## YOUR GOAL
Every line below is to be quoted exactly, with nothing added or dropped.

## EXERCISE MATERIALS
········

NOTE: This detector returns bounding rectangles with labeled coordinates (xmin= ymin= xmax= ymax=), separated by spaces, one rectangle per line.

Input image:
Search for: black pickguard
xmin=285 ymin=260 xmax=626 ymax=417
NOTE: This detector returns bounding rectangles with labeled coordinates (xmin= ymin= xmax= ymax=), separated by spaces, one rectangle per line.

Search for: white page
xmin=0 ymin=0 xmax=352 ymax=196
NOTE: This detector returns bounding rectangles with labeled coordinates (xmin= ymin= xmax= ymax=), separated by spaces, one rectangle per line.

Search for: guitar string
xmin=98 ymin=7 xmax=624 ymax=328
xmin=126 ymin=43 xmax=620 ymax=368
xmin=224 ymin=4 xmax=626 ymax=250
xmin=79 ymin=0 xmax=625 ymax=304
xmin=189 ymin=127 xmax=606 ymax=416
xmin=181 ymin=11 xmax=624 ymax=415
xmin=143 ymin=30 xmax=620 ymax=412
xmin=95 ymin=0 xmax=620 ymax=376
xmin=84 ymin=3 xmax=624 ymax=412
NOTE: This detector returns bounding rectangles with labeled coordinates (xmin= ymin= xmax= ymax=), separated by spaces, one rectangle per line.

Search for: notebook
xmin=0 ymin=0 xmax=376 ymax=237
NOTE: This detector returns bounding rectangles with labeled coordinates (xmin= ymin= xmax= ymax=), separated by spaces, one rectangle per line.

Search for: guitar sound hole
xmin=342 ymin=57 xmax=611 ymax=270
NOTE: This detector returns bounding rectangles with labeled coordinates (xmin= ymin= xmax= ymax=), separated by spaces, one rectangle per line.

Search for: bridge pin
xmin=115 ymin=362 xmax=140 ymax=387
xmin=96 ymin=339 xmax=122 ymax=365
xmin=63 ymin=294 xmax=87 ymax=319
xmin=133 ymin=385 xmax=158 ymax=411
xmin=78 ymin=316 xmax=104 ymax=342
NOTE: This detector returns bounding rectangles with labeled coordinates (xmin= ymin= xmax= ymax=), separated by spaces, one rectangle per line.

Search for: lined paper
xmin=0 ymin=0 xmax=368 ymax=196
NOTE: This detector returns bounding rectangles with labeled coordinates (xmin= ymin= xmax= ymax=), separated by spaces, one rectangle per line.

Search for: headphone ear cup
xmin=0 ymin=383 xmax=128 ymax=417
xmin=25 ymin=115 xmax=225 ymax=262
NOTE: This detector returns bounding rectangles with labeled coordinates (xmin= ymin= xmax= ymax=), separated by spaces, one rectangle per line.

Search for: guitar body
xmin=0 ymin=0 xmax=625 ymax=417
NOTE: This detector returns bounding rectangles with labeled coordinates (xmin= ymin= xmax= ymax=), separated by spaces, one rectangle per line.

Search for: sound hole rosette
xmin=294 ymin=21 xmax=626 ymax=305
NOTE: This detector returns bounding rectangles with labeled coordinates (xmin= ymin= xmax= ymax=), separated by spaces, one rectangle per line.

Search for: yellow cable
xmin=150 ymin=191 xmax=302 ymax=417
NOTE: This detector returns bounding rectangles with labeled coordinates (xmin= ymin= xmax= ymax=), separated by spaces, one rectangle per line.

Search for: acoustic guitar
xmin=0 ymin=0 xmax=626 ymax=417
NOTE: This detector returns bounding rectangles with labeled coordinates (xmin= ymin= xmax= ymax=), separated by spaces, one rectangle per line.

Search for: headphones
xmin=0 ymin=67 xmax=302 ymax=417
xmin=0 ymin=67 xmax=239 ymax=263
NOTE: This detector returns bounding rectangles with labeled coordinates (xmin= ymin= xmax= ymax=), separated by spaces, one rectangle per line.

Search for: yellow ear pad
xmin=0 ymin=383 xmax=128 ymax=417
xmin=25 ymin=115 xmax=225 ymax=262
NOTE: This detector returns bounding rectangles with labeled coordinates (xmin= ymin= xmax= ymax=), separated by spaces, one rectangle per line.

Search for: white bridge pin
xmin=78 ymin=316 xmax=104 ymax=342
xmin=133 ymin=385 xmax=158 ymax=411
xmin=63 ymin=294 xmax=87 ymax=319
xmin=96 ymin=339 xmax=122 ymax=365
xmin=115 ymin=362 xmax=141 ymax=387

········

## ANSWER
NOTE: This detector returns bounding rectangles with labeled coordinates (xmin= ymin= xmax= ymax=), separated by spaces, one rectangle per line.

Input image:
Search for: black pickguard
xmin=285 ymin=260 xmax=626 ymax=417
NOTE: This detector returns bounding rectangles with labeled coordinates (xmin= ymin= xmax= ymax=), separated by spaces, one rectangle per line.

Search for: white page
xmin=0 ymin=0 xmax=352 ymax=196
NOTE: This detector returns bounding rectangles with labeled coordinates (xmin= ymin= xmax= ymax=), separated by spaces, one rectangle per line.

Search for: guitar string
xmin=98 ymin=7 xmax=624 ymax=328
xmin=126 ymin=43 xmax=620 ymax=368
xmin=224 ymin=4 xmax=626 ymax=250
xmin=79 ymin=0 xmax=625 ymax=304
xmin=189 ymin=127 xmax=606 ymax=416
xmin=181 ymin=11 xmax=624 ymax=415
xmin=143 ymin=30 xmax=620 ymax=412
xmin=95 ymin=0 xmax=620 ymax=376
xmin=84 ymin=3 xmax=624 ymax=412
NOTE: This detector returns bounding rectangles with labeled coordinates (xmin= ymin= xmax= ymax=), separated by spaces, one rectangle per line.

Search for: notebook
xmin=0 ymin=0 xmax=376 ymax=237
NOTE: This detector returns bounding rectangles with labeled coordinates (xmin= ymin= xmax= ymax=), separated by spaces, one rectangle per line.

Search for: guitar sound hole
xmin=342 ymin=57 xmax=611 ymax=270
NOTE: This detector returns bounding rectangles with labeled coordinates (xmin= ymin= xmax= ymax=), separated by spaces, one rectangle per line.

Search for: bridge pin
xmin=115 ymin=362 xmax=140 ymax=387
xmin=96 ymin=339 xmax=122 ymax=365
xmin=63 ymin=294 xmax=87 ymax=319
xmin=133 ymin=385 xmax=158 ymax=411
xmin=78 ymin=316 xmax=104 ymax=342
NOTE: This detector returns bounding rectangles with labeled coordinates (xmin= ymin= xmax= ymax=), separated by spaces, one rectangle per line.

Search for: lined paper
xmin=0 ymin=0 xmax=368 ymax=196
NOTE: This detector returns bounding rectangles with labeled coordinates (xmin= ymin= xmax= ymax=), separated by spaces, one rectangle per line.

Search for: headphone ear cup
xmin=0 ymin=383 xmax=128 ymax=417
xmin=25 ymin=115 xmax=225 ymax=262
NOTE: This detector returns bounding rectangles with labeled coordinates (xmin= ymin= xmax= ymax=), separated by spaces, one rectangle per line.

Search for: guitar body
xmin=0 ymin=0 xmax=625 ymax=417
NOTE: This detector returns bounding rectangles with labeled coordinates (xmin= ymin= xmax= ymax=), separated by spaces, one rectangle per line.

Search for: sound hole rosette
xmin=294 ymin=21 xmax=626 ymax=305
NOTE: This detector returns bounding rectangles with labeled coordinates (xmin= ymin= xmax= ymax=), separated by spaces, one rectangle per line.

Search for: yellow cable
xmin=150 ymin=191 xmax=302 ymax=417
NOTE: This detector returns bounding rectangles with labeled coordinates (xmin= ymin= xmax= ymax=), separated by spaces, one rectangle per line.

Search for: acoustic guitar
xmin=0 ymin=0 xmax=626 ymax=417
NOTE: This detector returns bounding rectangles with labeled coordinates (xmin= ymin= xmax= ymax=), separated by spaces, one rectangle per line.

Search for: headphones
xmin=0 ymin=67 xmax=302 ymax=417
xmin=0 ymin=67 xmax=239 ymax=263
NOTE: This detector returns bounding rectangles with labeled coordinates (xmin= ymin= xmax= ymax=), separated by spaces, one rectangle per line.

Search for: yellow ear pad
xmin=0 ymin=383 xmax=128 ymax=417
xmin=25 ymin=115 xmax=225 ymax=262
NOTE: This detector returns bounding rectangles with labeled coordinates (xmin= ymin= xmax= ymax=), separated by spaces, one rectangle per line.

Search for: white bridge pin
xmin=78 ymin=316 xmax=104 ymax=342
xmin=133 ymin=385 xmax=158 ymax=411
xmin=63 ymin=294 xmax=87 ymax=319
xmin=96 ymin=339 xmax=122 ymax=365
xmin=115 ymin=362 xmax=141 ymax=387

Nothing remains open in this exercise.